URBANA, Ill. (AP) — It’s tough to find just the right fashion look when you’re almost 9 feet tall.

So Alma Mater has her own tailor, and a closet full of clothes and accessories for every occasion.

The 89-year-old University of Illinois sculpture has acquired quite a wardrobe since she first donned an Illini basketball jersey for the 2005 Final Four.

Hats and a sash for her birthday. A runner’s bib for the Illinois Marathon (No. 1867, of course). A bright red dress for Chinese New Year. T-shirts for freshman convocation. An orange-and-blue knit scarf for the first snow of the season — along with stocking caps for her pals, Learning and Labor. And a statue-sized cap and gown for graduation.

Accessories? Covered.

She has a giant popcorn box for Ebertfest, an even bigger guitar for the Elnora festival at Krannert, a stack of books to celebrate the UI Library, and a gold crown, orange foam finger and letter “D″ and a piece of fence (get it?) for the annual homecoming football game.

Who makes all this stuff? It has been a combined effort, but the current tailor is Tiffany Rice, who was busy on July 16 measuring the iconic sculpture for a new outfit to debut next week.

The job has its challenges. There’s no Butterick pattern for a woman with a 92-inch arm span and a 25-inch neck. (She’s very symmetrical: base to chin is also 92 inches.)

“It’s such a different scale,” said Rice, who lays out Alma’s dress pattern on her dining room table or living room floor. “You have to start from scratch with everything.”

Plus, Alma is already wearing clothes, so measurements are tricky.

“She’s very modest. She never gets undressed,” Rice said.

On the other hand, “she doesn’t move, if you ask her to stand still,” said Rice, who has wrangled her share of children as a seamstress for the Champaign-Urbana Ballet’s “Nutcracker” production. “And she’s never once flinched when I stuck her with a pin.”

Dressing Alma is another challenge, said Robin Kaler, associate chancellor for public affairs, who heads Alma’s dress-up team.

The clothes are actually made in two pieces. Alma’s outstretched arms make it impossible to slip on a normal shirt or robe without extra openings (Remember those Barbie doll arms that wouldn’t bend?).

Clothes are split up the back or on the sides, then zipped, Velcroed or tied together once on.

Kaler’s team developed that approach long before Alma started dressing for special occasions. They were working with student athletes on a halftime spot to air during UI football games, and one featured a football player — “a very large young man” — who was majoring in chemistry. They wanted him to wear a lab coat, in full football pads. Not gonna happen.

So they cut the lab coat in half, with a big gap in the back.

“That’s when I thought, ‘Oh, this is what you could do with Alma,’” Kaler said.

The dressing process almost always involves more than one person and a ladder or two.

**The tasks**
- A) Reproduce the Alma Mater article word for word from "The 89-year-old University" to "2005 Final Four.".
- B) Answer these questions from the Alma Mater article:
(i) What number is on the runner's bib for the Illinois Marathon?
(ii) How wide is the sculpture's arm span?
(iii) Who is the current tailor?

A run of records
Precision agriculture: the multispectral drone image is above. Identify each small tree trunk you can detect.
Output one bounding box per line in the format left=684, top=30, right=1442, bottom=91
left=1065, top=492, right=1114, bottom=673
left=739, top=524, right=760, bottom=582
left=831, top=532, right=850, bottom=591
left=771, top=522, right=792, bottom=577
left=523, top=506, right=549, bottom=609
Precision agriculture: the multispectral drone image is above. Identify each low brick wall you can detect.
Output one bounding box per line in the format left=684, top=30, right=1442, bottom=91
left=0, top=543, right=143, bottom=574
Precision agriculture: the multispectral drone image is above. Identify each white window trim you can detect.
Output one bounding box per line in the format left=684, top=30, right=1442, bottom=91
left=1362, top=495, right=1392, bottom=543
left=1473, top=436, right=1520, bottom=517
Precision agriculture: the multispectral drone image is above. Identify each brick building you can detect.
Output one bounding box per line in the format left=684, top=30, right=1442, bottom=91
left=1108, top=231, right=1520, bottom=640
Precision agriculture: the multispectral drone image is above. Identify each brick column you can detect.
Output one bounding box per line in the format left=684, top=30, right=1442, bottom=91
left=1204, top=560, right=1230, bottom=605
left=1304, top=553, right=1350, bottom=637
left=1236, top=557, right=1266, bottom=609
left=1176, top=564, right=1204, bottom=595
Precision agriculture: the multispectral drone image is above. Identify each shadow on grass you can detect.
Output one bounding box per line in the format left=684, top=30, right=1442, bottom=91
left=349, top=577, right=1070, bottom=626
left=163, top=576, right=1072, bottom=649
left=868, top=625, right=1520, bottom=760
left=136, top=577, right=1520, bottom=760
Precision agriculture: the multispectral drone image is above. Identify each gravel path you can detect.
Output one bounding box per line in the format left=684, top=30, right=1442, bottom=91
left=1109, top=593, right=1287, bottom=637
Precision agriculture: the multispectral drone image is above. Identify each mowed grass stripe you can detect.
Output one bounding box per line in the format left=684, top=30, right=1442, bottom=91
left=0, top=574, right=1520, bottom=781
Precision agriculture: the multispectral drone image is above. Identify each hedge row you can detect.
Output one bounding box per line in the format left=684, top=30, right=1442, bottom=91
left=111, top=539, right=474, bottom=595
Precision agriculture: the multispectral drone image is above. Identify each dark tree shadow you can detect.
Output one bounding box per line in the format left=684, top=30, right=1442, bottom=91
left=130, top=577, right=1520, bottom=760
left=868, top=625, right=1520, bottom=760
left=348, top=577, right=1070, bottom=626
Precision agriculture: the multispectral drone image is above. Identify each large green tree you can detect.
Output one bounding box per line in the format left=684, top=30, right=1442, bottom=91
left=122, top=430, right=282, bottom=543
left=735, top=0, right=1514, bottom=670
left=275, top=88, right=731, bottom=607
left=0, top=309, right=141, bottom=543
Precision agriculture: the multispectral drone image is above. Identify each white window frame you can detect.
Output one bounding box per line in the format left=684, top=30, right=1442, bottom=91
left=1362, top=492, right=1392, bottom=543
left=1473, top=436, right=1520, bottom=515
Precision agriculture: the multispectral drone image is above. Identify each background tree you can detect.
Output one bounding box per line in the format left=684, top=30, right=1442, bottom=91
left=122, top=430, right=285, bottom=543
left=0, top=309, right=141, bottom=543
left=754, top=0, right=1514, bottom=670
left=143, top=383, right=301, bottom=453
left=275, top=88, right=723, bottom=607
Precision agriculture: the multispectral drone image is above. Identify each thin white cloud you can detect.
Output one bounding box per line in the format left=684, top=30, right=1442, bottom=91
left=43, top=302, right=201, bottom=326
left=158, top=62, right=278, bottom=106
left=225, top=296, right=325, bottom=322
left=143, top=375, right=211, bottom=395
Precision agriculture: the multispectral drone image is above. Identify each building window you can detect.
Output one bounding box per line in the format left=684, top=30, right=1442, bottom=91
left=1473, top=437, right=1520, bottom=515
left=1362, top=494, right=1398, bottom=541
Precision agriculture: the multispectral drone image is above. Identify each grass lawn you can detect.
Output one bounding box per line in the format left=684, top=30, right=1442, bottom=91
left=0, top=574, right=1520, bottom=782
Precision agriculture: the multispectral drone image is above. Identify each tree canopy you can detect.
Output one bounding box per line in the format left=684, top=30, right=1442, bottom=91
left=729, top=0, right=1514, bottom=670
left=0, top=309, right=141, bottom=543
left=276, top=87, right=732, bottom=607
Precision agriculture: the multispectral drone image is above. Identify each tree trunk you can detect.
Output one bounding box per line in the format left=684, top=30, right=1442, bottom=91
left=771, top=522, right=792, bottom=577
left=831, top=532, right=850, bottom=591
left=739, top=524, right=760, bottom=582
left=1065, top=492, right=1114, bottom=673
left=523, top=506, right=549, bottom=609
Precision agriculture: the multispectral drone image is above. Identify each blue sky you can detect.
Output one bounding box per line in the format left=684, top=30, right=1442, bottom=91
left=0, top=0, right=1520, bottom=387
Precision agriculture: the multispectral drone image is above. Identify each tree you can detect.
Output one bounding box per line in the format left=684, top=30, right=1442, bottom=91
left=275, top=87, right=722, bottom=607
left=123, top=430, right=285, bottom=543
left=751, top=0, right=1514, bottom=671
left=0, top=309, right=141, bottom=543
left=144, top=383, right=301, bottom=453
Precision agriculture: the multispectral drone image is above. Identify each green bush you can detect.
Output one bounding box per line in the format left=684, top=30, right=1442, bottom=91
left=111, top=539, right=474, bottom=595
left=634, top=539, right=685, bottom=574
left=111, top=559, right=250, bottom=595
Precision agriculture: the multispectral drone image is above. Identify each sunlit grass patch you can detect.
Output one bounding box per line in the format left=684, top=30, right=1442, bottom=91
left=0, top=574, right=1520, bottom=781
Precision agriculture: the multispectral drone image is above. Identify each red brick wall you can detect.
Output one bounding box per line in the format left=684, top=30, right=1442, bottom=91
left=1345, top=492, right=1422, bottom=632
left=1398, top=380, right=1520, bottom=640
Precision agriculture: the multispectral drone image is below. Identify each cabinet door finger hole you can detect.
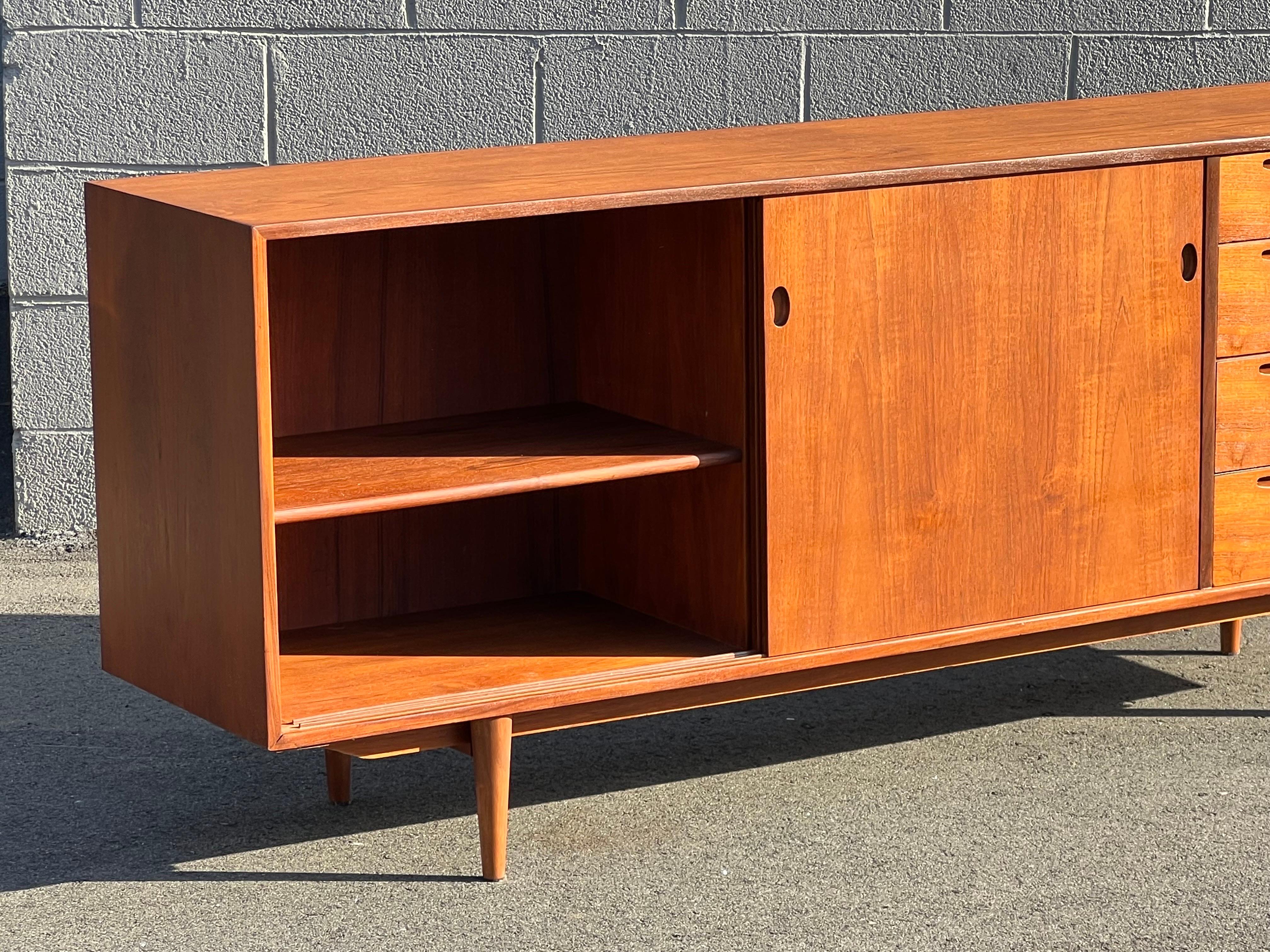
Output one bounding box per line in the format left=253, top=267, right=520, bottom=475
left=1182, top=241, right=1199, bottom=280
left=772, top=287, right=790, bottom=327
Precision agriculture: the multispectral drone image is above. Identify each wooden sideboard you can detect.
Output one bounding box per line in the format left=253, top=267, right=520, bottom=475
left=86, top=84, right=1270, bottom=878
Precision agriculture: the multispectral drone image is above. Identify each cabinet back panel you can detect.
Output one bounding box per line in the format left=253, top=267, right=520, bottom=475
left=277, top=492, right=561, bottom=630
left=763, top=161, right=1203, bottom=654
left=269, top=202, right=748, bottom=647
left=547, top=201, right=749, bottom=647
left=268, top=218, right=554, bottom=437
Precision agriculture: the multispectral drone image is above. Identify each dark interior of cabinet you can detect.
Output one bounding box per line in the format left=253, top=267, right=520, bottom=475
left=268, top=202, right=751, bottom=720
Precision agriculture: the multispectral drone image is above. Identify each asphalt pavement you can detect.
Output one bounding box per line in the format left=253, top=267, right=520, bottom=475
left=0, top=541, right=1270, bottom=952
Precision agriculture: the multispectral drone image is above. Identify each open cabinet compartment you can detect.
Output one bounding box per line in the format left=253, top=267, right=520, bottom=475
left=267, top=201, right=754, bottom=726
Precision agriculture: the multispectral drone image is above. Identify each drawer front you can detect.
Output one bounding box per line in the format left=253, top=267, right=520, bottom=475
left=1213, top=468, right=1270, bottom=585
left=1214, top=354, right=1270, bottom=472
left=1217, top=241, right=1270, bottom=357
left=1217, top=152, right=1270, bottom=241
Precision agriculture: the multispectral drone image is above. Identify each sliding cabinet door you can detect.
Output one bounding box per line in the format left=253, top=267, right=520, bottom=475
left=762, top=161, right=1203, bottom=654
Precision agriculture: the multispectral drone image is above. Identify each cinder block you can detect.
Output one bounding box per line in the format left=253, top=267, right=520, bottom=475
left=141, top=0, right=404, bottom=29
left=808, top=36, right=1068, bottom=119
left=11, top=305, right=93, bottom=429
left=273, top=34, right=535, bottom=162
left=13, top=430, right=96, bottom=533
left=687, top=0, right=944, bottom=31
left=1209, top=0, right=1270, bottom=29
left=416, top=0, right=674, bottom=31
left=9, top=169, right=113, bottom=297
left=542, top=36, right=800, bottom=140
left=5, top=31, right=266, bottom=165
left=951, top=0, right=1204, bottom=33
left=4, top=0, right=132, bottom=28
left=1076, top=37, right=1270, bottom=96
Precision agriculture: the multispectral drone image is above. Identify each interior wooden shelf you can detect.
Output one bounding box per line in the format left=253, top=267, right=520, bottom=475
left=281, top=592, right=744, bottom=722
left=273, top=404, right=741, bottom=523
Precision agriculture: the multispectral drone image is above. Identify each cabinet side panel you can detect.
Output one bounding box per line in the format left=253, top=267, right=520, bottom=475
left=86, top=185, right=276, bottom=744
left=764, top=161, right=1204, bottom=654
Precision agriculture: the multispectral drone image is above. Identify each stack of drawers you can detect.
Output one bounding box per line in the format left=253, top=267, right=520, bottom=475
left=1213, top=152, right=1270, bottom=585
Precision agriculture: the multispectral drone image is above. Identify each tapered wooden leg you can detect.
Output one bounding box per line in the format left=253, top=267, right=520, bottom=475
left=1222, top=618, right=1243, bottom=655
left=471, top=717, right=512, bottom=881
left=326, top=748, right=353, bottom=806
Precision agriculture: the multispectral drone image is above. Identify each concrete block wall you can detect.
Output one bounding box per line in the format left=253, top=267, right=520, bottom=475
left=0, top=0, right=1270, bottom=533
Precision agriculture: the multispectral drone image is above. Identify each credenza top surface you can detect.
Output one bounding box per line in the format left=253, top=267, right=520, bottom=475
left=93, top=82, right=1270, bottom=237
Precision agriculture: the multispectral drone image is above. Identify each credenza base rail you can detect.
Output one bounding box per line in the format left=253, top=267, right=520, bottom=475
left=325, top=612, right=1255, bottom=881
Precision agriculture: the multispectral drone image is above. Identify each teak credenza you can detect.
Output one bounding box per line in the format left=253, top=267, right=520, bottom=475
left=88, top=84, right=1270, bottom=878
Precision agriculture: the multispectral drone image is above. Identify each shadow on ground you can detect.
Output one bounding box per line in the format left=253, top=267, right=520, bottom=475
left=0, top=614, right=1244, bottom=891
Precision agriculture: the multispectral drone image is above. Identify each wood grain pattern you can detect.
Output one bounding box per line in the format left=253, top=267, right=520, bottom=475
left=273, top=593, right=734, bottom=722
left=1213, top=468, right=1270, bottom=585
left=277, top=500, right=561, bottom=630
left=545, top=202, right=749, bottom=647
left=96, top=84, right=1270, bottom=237
left=763, top=162, right=1203, bottom=654
left=471, top=717, right=512, bottom=882
left=1218, top=149, right=1270, bottom=241
left=273, top=404, right=741, bottom=523
left=1222, top=618, right=1243, bottom=655
left=276, top=579, right=1270, bottom=750
left=302, top=593, right=1270, bottom=756
left=1217, top=239, right=1270, bottom=357
left=86, top=185, right=277, bottom=744
left=1213, top=354, right=1270, bottom=472
left=1199, top=159, right=1222, bottom=588
left=267, top=220, right=556, bottom=437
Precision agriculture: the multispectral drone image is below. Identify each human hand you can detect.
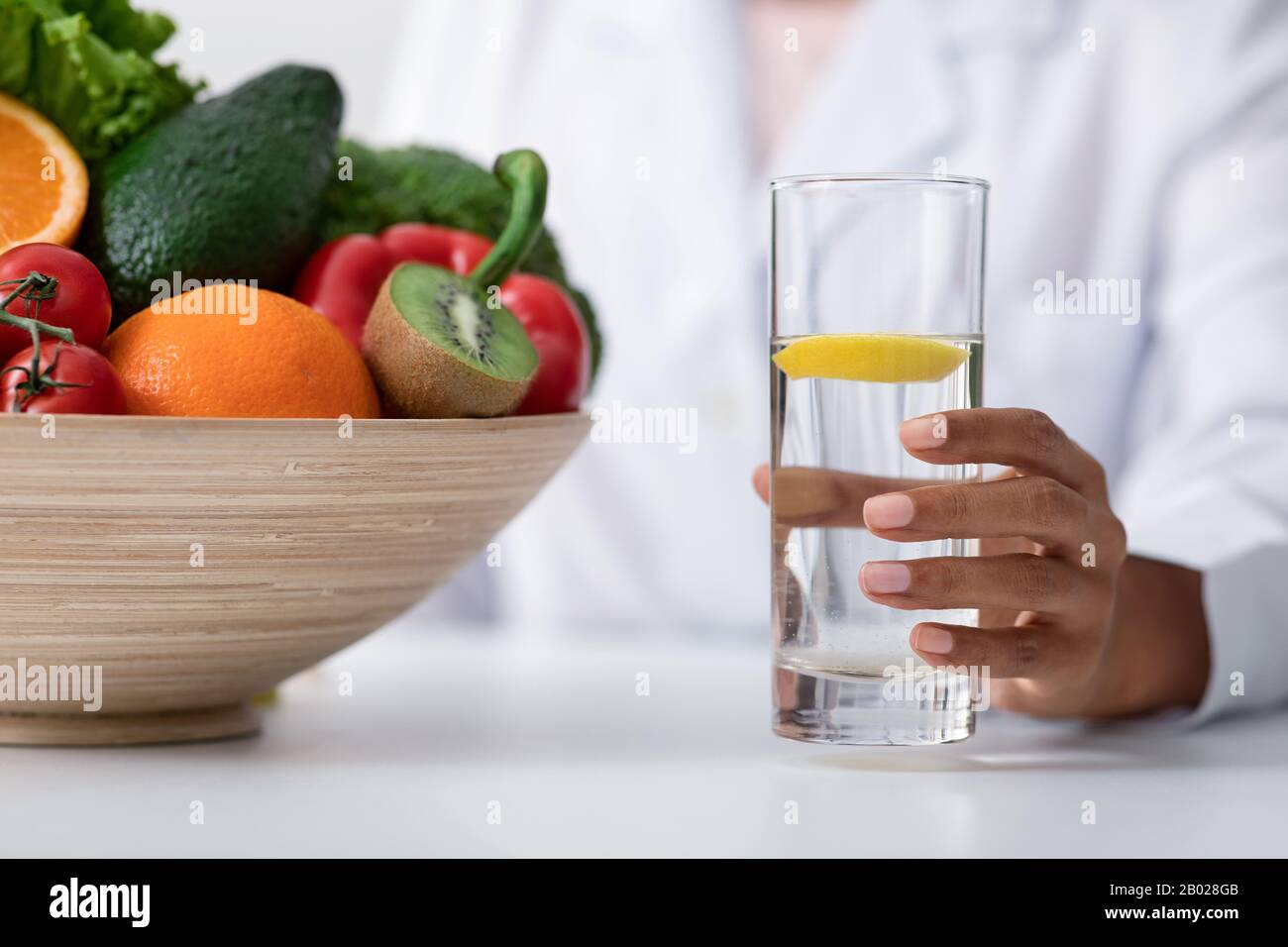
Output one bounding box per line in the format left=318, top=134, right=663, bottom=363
left=754, top=408, right=1208, bottom=716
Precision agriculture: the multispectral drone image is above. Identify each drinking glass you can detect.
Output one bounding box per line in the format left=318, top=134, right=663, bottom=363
left=769, top=174, right=989, bottom=746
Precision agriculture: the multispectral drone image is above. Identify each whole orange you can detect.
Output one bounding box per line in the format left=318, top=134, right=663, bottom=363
left=103, top=283, right=380, bottom=417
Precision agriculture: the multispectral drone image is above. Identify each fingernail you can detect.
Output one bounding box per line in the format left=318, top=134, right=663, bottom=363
left=912, top=625, right=953, bottom=655
left=859, top=562, right=912, bottom=592
left=863, top=493, right=912, bottom=530
left=899, top=415, right=948, bottom=451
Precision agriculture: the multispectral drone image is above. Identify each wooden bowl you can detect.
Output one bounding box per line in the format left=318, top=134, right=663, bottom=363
left=0, top=415, right=589, bottom=743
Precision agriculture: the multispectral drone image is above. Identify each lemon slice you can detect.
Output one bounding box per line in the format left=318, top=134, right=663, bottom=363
left=774, top=334, right=966, bottom=382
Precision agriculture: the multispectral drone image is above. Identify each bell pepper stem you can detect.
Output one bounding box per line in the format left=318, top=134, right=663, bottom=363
left=468, top=149, right=548, bottom=292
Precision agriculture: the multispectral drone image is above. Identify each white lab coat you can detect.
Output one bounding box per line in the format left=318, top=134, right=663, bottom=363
left=378, top=0, right=1288, bottom=715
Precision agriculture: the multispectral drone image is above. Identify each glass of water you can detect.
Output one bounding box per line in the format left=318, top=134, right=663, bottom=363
left=769, top=174, right=989, bottom=746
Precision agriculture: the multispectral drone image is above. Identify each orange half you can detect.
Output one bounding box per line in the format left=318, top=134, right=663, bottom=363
left=0, top=93, right=89, bottom=253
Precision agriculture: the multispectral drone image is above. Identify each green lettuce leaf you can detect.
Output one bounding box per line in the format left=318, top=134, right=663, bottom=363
left=0, top=0, right=200, bottom=161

**Answers for this exercise**
- A)
The 89-year-old University of Illinois sculpture has acquired quite a wardrobe since she first donned an Illini basketball jersey for the 2005 Final Four.

- B)
(i) No. 1867
(ii) 92 inches
(iii) Tiffany Rice